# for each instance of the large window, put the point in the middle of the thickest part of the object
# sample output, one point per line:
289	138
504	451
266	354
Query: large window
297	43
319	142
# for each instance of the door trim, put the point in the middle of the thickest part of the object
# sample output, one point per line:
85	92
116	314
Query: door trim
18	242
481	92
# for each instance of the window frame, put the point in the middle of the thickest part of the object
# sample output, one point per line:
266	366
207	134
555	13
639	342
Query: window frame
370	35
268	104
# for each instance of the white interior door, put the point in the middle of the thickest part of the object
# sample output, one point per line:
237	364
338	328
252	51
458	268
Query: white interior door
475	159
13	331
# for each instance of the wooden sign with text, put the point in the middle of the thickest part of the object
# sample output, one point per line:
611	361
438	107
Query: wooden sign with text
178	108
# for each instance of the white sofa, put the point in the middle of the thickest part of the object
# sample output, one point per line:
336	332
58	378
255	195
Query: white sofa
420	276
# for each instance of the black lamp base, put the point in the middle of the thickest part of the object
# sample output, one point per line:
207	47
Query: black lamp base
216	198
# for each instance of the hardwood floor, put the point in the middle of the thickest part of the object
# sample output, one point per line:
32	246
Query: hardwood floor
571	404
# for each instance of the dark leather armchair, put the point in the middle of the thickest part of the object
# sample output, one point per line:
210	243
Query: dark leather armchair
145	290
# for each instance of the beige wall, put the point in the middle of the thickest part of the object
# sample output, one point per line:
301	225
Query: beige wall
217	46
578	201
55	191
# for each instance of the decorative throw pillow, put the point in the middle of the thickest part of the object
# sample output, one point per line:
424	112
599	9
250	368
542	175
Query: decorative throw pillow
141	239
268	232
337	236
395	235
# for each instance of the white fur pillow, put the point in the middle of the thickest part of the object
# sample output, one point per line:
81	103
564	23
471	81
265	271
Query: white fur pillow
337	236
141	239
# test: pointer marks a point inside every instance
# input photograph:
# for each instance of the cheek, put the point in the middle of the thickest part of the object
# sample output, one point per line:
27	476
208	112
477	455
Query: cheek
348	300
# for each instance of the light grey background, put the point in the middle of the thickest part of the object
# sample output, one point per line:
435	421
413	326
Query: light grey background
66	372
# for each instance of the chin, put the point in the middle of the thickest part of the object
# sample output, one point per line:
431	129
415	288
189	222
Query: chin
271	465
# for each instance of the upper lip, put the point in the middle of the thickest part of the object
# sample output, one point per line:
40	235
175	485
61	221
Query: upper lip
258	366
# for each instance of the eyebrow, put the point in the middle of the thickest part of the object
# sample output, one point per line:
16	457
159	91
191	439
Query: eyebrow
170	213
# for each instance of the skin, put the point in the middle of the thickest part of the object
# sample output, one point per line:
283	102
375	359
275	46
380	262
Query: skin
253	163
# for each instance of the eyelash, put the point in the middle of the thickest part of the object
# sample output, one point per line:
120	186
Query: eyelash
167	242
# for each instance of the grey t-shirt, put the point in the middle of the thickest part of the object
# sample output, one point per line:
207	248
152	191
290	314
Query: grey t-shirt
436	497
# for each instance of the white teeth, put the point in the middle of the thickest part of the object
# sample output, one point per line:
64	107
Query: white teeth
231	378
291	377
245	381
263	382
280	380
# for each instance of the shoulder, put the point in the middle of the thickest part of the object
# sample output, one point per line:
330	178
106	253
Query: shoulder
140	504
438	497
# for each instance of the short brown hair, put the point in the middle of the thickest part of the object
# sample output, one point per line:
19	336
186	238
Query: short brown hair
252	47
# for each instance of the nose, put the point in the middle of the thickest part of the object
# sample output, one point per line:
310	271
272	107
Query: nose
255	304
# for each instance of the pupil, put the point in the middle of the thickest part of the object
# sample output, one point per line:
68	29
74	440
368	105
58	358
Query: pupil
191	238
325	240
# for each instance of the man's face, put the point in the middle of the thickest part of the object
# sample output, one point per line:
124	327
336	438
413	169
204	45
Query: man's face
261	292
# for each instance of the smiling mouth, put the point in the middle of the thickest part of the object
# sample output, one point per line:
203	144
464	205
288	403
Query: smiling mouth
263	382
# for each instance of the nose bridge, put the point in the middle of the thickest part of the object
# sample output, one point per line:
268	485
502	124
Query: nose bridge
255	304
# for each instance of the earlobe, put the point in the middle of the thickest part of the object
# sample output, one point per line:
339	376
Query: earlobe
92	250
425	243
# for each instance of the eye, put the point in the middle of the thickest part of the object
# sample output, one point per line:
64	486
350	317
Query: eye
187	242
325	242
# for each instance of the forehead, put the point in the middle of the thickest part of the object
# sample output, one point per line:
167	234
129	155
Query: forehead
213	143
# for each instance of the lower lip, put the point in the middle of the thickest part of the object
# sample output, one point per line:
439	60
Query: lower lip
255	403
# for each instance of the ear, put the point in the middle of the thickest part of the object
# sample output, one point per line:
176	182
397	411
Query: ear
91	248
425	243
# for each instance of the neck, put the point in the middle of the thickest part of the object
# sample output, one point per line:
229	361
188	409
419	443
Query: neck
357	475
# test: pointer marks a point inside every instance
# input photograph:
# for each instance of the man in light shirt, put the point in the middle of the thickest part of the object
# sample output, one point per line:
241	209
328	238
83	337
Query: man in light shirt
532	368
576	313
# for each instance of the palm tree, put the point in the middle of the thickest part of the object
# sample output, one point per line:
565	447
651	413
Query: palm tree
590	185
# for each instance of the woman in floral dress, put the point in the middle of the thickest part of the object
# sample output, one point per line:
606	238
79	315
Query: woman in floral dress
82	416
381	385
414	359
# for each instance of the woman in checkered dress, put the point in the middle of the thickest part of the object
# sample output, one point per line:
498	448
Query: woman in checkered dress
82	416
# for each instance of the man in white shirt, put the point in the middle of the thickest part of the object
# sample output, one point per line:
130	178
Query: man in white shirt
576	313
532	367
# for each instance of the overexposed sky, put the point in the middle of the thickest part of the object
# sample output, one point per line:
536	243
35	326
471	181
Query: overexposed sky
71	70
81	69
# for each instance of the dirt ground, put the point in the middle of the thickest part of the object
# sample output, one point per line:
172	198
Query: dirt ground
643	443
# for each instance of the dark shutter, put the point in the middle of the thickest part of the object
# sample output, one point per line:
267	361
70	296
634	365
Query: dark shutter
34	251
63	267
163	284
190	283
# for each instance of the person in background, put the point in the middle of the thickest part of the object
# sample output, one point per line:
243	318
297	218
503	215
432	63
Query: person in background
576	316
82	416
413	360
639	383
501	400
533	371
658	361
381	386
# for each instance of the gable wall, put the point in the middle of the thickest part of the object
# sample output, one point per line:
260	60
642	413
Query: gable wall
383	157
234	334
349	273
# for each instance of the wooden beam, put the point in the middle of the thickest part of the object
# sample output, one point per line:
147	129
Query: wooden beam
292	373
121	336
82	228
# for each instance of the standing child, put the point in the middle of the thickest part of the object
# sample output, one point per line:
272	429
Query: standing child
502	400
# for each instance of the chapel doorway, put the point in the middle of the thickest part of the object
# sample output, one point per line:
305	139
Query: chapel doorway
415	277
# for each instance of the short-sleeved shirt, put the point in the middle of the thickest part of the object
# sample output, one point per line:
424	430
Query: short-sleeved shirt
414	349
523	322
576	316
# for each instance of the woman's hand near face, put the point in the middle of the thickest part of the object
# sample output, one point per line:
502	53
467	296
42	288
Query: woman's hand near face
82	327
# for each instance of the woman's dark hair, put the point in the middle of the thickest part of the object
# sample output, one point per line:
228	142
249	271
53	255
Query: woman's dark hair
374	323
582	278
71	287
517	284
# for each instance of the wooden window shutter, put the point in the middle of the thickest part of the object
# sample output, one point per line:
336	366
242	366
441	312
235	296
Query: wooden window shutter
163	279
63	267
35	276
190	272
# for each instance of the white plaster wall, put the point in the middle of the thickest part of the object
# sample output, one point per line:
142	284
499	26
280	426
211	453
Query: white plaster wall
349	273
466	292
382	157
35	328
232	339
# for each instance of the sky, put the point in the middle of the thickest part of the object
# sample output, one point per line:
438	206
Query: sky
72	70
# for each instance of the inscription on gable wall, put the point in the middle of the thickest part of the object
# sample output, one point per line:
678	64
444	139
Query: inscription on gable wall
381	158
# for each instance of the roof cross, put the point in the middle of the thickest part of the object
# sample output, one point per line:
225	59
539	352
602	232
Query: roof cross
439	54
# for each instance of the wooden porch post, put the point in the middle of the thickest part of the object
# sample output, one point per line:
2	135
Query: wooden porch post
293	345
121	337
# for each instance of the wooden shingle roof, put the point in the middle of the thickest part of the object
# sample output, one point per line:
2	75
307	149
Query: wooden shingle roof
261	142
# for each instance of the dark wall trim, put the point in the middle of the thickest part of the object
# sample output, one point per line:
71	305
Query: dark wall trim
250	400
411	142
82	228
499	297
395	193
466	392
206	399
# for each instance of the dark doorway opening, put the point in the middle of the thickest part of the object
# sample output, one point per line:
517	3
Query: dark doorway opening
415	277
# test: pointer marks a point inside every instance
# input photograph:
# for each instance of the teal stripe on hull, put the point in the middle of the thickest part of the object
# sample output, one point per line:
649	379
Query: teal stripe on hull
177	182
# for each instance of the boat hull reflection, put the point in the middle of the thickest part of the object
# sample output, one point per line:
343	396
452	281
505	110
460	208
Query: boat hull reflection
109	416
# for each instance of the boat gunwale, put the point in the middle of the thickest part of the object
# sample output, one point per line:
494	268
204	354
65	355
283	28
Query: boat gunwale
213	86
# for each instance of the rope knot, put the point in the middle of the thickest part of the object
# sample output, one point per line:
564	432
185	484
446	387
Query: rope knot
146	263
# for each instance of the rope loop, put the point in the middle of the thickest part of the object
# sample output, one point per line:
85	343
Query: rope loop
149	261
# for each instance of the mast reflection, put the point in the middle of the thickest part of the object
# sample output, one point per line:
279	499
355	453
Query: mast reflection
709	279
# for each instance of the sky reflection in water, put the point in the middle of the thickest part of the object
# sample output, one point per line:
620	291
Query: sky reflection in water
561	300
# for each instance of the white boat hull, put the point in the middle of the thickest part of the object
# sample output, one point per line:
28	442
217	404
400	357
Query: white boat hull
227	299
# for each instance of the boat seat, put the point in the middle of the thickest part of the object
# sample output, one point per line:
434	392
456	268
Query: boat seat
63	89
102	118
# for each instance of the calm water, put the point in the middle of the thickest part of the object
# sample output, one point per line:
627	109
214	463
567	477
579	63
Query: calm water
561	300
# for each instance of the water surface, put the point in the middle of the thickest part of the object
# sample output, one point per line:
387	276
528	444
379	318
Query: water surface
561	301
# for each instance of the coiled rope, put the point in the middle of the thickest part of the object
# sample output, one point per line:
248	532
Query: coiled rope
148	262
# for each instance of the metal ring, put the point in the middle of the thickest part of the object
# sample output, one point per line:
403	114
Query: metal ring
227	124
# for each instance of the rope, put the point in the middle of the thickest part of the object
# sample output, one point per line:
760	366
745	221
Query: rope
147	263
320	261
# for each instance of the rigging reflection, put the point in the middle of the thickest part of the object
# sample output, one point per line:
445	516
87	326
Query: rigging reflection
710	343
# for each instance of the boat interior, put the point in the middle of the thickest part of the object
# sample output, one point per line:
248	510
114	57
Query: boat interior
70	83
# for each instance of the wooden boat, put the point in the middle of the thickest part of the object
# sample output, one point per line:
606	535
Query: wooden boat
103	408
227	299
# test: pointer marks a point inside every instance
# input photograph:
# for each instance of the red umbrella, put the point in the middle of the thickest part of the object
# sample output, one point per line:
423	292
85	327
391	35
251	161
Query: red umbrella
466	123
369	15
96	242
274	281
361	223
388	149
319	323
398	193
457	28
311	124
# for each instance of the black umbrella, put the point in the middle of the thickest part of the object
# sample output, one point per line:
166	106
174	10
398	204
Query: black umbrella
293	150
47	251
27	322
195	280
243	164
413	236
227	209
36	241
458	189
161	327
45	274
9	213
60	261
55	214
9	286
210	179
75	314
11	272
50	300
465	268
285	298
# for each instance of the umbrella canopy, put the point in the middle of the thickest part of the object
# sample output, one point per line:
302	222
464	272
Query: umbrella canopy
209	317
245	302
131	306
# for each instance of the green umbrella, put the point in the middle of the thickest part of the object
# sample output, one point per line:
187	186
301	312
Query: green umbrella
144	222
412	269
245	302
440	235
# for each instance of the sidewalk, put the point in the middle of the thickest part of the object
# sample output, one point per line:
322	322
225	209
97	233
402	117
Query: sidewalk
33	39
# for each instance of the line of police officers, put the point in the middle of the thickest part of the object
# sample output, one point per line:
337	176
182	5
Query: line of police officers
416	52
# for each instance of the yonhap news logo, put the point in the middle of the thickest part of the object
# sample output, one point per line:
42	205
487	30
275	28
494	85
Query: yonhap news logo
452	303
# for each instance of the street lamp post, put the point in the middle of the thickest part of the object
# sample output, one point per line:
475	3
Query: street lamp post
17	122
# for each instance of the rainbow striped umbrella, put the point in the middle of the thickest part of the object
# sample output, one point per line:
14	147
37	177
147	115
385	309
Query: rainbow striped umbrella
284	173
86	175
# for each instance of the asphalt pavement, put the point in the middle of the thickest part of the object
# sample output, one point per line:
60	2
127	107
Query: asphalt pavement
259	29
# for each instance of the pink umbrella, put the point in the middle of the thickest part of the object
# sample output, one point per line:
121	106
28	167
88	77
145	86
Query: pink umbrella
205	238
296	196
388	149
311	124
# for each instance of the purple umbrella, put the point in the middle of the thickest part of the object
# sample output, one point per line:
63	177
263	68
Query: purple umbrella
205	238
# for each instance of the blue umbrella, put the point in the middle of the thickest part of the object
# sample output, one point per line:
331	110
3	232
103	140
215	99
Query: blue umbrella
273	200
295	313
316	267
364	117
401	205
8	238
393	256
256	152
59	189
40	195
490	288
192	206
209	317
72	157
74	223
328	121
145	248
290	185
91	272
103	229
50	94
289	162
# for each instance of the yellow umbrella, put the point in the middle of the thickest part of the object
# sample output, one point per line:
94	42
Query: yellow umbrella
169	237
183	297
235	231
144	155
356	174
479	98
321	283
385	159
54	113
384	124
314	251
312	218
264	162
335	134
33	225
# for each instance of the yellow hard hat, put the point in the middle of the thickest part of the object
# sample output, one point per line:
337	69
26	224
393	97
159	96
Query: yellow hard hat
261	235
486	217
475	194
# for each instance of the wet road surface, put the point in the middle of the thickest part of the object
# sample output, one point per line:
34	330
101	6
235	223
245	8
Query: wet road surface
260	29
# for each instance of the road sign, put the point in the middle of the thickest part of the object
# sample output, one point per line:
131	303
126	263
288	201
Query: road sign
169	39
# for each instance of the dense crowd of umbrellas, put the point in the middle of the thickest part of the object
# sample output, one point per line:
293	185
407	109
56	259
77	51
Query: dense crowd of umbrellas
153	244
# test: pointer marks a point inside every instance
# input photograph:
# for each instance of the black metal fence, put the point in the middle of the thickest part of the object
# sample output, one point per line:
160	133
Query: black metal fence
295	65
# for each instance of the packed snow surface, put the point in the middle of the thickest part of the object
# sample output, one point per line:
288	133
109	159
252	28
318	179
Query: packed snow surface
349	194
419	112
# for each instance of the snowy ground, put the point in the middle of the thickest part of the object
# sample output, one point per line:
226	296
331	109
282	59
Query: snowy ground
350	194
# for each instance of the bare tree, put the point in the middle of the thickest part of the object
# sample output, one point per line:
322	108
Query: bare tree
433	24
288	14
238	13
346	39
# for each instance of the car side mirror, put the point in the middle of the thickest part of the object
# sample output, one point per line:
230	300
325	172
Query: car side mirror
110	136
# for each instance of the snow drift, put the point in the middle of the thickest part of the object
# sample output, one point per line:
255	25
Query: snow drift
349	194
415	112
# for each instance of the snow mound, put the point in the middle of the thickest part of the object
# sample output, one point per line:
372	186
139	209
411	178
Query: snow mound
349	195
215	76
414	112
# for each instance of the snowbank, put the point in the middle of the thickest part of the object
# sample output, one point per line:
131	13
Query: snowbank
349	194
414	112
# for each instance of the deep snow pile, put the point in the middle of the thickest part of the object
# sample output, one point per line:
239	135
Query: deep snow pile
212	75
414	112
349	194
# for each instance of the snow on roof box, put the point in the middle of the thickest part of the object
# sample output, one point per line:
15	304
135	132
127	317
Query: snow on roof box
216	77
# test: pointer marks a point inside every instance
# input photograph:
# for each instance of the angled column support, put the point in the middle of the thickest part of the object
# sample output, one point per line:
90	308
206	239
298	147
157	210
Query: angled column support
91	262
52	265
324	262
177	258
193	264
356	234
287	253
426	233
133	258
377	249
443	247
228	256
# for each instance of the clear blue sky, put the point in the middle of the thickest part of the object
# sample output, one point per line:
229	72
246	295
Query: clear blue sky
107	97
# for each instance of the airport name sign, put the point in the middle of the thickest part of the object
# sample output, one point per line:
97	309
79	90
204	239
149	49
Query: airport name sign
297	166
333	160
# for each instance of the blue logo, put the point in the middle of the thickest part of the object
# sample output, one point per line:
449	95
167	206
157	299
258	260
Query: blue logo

_ _ _ _ _ _ _

Return exactly the lines from the line bearing "# for each instance of the snow on" to the end of the records, inclusive of both; include no other lines.

▶ **Output of the task**
# for each instance of the snow on roof box, put the point in the middle of the thickest part of the object
# sample output, one point per line:
15	304
135	132
127	317
Query: snow on roof box
216	77
# test: pointer marks a point inside every instance
# input photograph:
# for each instance of the angled column support, put the point in the middle of the thickest part of the object
# sample output, one point per line:
90	308
206	239
298	147
157	210
Query: angled column support
91	262
52	265
324	262
177	258
193	264
356	234
287	253
426	233
133	258
377	249
443	247
228	256
# for each instance of the clear blue sky, put the point in the middle of the thickest part of the object
# sample output, one point per line:
229	72
246	295
Query: clear blue sky
107	97
# for each instance of the airport name sign, put the point in the middle of the thickest part of the object
# sample output, one point per line:
97	309
79	90
204	239
149	49
Query: airport name sign
297	166
333	160
# for each instance of the blue logo, put the point in the middle of the thickest part of the object
# sample output, one point per line:
449	95
167	206
157	299
258	260
Query: blue logo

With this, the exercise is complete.